▶ [Langkah Pengerjaan]
[a] Tulis ulang bagian kutipan tentang latihan wartawan yang diawali kata-kata berisi "Pukul 08.20 WIB, helikopter" dan diakhiri "seluruh penjuru lapangan.". Ubah "lapangan upacara" menjadi "lapangan apel" di bagian itu.
[b] Lanjutkan kutipan tentang latihan wartawan bersama TNI mulai setelah kalimat terakhirnya.

▶ [Kutipan Pilihan]
========================================

Sesampainya di puncak, kami disuguhi pemandangan helipad dan lapangan upacara untuk pembukaan oleh Panglima TNI Jenderal Moeldoko. Kami, para wartawan, serta satuan TNI yang lain, Polisi Militer (POM), Angkatan Laut dan Pasukan Pengintai Tempur (Taipur) langsung diminta untuk mengadakan gladi resik.
Gladi resik itu adalah saatnya kami menunjukkanpelajaran-pelajaran yang sebelumnya diajarkan oleh Lettu Infanteri Agus Supriyanto, mulai dari 'siapa kita' hingga pose 'darurat'. Kami lalu diminta 'bersembunyi' di sisi kanan-kiri lapangan upacara dan baru diperbolehkan keluar saat Moeldoko memasuki lapangan upacara.
Pukul 08.20 WIB, helikopter yang digunakan Moeldoko mendarat di Sanggabuana, Karawang dan Sang Panglima langsung berjalan ke arah lapangan upacara. Kami yang sembunyi langsung keluar memasuki lapangan dan berbaris sesuai dengan yang dilakukan saat gladi resik.
"Ini perlu dicermati bahwa saudara wartawan nanti jika memiliki tugas di wilayah tidak aman maka perlu memahami situasi di sana," ujar Moeldoko usai menyematkan pita pada perwakilan dari kami.
Begitu Moeldoko selesai memberikan sambutan, tiba-tiba suara rentetan senjata dan bom kembali menghujam sekitaran lokasi lapangan upacara. Kami langsung melakukan gerakan 'darurat' dengan tiarap mengelilingi seluruh penjuru lapangan.
Suara ledakan tak henti menghujam selama lima menit. Lalu terdengar bunyi peluit panjang sebanyak dua kali. Ini berarti suasana sudah mendekati aman. "Persiapan!!" ujar kami hampir bersamaan. .
Tak lama, sebuah ledakan super besar menggema di lapangan upacara dan setelahnya disambut oleh bunyi peluit panjang sebanyak tiga kali. Keadaan sudah aman. Kami teriak ‘Aman !! Aman !! Aman !!' dan langsung berlari ke arah Moeldoko untuk melakukan sesi foto bersama.

========================================

▶ [Data yang Dihimpun]
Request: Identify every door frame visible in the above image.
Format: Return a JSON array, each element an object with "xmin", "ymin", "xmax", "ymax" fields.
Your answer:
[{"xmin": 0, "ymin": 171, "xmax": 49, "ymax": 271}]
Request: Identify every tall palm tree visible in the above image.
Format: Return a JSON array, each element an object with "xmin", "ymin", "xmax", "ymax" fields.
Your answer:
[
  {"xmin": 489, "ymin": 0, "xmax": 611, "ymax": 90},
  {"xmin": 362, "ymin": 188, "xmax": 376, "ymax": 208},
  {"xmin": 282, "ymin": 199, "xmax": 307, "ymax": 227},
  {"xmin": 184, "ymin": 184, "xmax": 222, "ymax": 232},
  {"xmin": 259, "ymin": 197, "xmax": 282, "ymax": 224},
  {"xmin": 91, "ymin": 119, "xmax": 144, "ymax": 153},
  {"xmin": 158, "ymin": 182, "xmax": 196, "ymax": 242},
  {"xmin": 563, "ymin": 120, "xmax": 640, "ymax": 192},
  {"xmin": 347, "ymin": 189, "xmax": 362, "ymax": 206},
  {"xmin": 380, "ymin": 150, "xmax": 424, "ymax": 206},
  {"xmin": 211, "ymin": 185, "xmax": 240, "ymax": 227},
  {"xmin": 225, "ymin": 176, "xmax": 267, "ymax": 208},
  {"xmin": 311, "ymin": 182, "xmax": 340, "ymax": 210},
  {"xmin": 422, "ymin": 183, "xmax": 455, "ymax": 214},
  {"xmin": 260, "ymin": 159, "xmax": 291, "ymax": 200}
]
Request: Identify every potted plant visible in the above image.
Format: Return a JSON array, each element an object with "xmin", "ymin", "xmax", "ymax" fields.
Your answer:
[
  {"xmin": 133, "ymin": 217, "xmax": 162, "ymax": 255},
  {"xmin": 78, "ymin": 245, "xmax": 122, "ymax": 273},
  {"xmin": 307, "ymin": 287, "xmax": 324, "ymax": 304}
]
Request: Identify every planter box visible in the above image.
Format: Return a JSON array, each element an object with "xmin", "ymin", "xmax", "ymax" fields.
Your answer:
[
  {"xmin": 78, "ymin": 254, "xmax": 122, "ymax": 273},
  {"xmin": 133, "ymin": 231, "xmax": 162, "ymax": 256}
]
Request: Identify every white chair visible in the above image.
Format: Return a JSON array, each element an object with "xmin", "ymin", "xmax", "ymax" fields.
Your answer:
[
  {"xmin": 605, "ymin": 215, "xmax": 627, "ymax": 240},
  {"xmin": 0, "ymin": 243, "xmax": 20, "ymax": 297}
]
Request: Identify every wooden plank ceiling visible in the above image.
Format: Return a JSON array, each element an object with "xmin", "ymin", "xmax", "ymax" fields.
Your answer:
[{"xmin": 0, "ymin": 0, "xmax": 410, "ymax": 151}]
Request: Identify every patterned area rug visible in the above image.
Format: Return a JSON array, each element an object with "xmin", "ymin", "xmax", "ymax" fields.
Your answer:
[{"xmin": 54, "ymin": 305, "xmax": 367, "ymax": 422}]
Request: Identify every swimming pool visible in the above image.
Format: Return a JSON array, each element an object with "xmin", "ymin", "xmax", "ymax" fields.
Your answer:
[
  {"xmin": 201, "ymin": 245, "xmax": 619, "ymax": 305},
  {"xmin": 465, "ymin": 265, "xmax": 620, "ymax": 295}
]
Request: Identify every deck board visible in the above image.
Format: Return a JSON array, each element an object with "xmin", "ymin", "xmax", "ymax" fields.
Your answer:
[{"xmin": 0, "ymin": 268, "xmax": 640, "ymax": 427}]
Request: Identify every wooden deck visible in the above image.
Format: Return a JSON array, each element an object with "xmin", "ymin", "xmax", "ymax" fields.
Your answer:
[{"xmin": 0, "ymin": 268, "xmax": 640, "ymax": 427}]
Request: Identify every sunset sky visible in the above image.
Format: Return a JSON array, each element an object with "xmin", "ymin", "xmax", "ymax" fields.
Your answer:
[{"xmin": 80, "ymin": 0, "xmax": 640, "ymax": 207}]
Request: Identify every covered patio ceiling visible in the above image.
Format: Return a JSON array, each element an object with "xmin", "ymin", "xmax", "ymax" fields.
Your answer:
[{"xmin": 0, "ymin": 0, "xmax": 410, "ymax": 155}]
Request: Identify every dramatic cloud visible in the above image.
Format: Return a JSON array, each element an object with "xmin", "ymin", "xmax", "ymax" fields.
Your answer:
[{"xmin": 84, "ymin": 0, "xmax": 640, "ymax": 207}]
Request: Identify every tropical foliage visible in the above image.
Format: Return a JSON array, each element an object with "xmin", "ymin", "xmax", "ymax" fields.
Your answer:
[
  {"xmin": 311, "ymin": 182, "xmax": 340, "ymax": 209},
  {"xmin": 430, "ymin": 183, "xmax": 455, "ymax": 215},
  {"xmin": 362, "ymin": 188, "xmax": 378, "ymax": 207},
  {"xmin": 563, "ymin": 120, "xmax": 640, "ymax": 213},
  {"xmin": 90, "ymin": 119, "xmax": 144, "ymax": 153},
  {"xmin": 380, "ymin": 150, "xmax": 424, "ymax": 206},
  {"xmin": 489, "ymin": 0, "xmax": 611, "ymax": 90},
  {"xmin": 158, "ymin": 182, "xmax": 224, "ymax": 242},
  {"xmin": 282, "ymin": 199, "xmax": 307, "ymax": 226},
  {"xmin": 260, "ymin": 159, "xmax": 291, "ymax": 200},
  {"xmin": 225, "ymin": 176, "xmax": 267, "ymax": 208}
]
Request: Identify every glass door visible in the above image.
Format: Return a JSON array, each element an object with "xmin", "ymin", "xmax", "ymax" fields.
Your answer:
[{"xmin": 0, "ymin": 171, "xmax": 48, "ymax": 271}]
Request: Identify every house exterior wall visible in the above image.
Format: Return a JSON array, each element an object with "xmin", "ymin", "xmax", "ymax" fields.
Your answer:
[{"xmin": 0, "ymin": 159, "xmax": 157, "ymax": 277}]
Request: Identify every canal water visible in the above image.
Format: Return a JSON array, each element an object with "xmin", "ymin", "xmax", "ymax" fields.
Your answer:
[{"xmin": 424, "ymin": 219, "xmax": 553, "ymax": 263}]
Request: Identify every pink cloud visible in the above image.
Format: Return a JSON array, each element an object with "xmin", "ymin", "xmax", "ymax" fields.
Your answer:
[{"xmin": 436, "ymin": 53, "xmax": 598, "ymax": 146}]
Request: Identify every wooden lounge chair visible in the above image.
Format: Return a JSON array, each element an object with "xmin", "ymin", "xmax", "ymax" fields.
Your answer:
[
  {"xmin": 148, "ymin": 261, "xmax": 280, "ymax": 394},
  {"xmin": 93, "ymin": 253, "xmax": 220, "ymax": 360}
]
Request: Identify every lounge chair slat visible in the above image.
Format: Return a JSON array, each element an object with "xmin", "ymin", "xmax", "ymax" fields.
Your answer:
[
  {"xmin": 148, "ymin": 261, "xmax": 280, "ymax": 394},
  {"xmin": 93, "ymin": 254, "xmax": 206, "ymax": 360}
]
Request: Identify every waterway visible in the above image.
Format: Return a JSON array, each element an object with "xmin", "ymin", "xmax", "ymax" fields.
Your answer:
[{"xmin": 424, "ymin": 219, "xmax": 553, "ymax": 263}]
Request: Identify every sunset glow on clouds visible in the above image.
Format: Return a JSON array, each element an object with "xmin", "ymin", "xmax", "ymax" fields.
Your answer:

========================================

▶ [Jawaban Tugas]
[a]
Pukul 08.20 WIB, helikopter yang digunakan Moeldoko mendarat di Sanggabuana, Karawang dan Sang Panglima langsung berjalan ke arah lapangan apel. Kami yang sembunyi langsung keluar memasuki lapangan dan berbaris sesuai dengan yang dilakukan saat gladi resik.
"Ini perlu dicermati bahwa saudara wartawan nanti jika memiliki tugas di wilayah tidak aman maka perlu memahami situasi di sana," ujar Moeldoko usai menyematkan pita pada perwakilan dari kami.
Begitu Moeldoko selesai memberikan sambutan, tiba-tiba suara rentetan senjata dan bom kembali menghujam sekitaran lokasi lapangan apel. Kami langsung melakukan gerakan 'darurat' dengan tiarap mengelilingi seluruh penjuru lapangan.

[b]
Itu hanya pembuka sebelum kami mendapatkan pelajaran apa yang mesti dilakukan di dalam hutan. Kami dibagi dalam sembilan kelompok yang terdiri atas delapan hingga sepuluh orang per kelompok. CNN Indonesia tergabung dalam kelompok tiga dan harus berjalan bersama kelompok empat menyusuri hutan perkebunan di Sanggabuana.
Pelajaran pertama yang dihadapi adalah mengenai mengesan jejak dan menghilangkan jejak. Dalam pelajaran tersebut, kami diajarkan untuk mengidentifikasi mana-mana saja jejak yang dihasilkan oleh manusia, hewan, ataupun alam.
Setengah jam kami belajar mengesan jejak lalu ke soal survival. Kami diajarkan untuk bisa bertahan hidup di hutan belantara. Para pelatih mengajarkan bagaimana membangun tenda darurat menggunakan jas hujan, lalu memilih berbagai jenis tanamam yang bisa dimakan di hutan. "Ada jantung pisang, genjer, singkong, hingga ubi yang bisa di makan," ujar salah satu pelatih.
Selain tanaman, kami diperkenalkan pada biawak dan ular sanca yang bisa dikonsumsi sebagai protein. Tentu kami diajarkan bagaimana memegang kedua hewan liar tersebut serta bagian mana yang bisa dikonsumsi. Kalau tidak percuma saja kami diajarkan bahwa biawak dan sanca bisa dimakan.
Urusan survival dipotong dengan salat jumat di lapangan rumput. Sebagia dari kami kembali bersiap untuk melanjutkan keliling hutan. Sementara CNN Indonesia, diminta diam di lokasi lapangan rumput karena pelajaran selanjutnya diadakan di sana.
Pelajaran tersebut dinamakan patroli yaitu bagaimana melihat keadaan musuh di depan. Kelompok tiga dan empat langsung menuju tempat latihan untuk menaksir jarak dari tembakan-tembakan. Sesampainya di lokasi, dua tembakan dilepaskan dan kami diminta menaksir sejauh apa jarak tembakan itu.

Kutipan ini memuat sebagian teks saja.